* Begin *

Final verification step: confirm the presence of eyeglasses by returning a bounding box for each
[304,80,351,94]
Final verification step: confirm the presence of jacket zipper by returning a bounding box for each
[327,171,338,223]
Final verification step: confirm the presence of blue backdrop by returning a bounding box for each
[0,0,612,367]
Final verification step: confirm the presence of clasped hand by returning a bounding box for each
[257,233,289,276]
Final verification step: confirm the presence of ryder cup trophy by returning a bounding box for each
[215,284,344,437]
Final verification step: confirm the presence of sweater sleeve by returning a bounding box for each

* End *

Direction
Give the listing above as a numbered list, leaving out any blank lines.

Full response
1. Final verification step: confirm the presence of eyeglasses by returning a bounding box for each
2. [304,80,351,94]
3. Final verification step: confirm the presence of jacket zipper by returning a bounding box for each
4. [327,171,338,223]
5. Final verification step: confirm the presence of blue backdrop by returning a bounding box for each
6. [0,0,612,367]
7. Final verification step: confirm the presence of clasped hand by returning a bounding box for each
8. [257,233,289,276]
9. Final verification step: confirm the presence of ryder cup trophy by returning a bounding box for each
10. [215,284,344,437]
11. Final verification step: confirm the presence of sweater sleeve by returning a bounding box for each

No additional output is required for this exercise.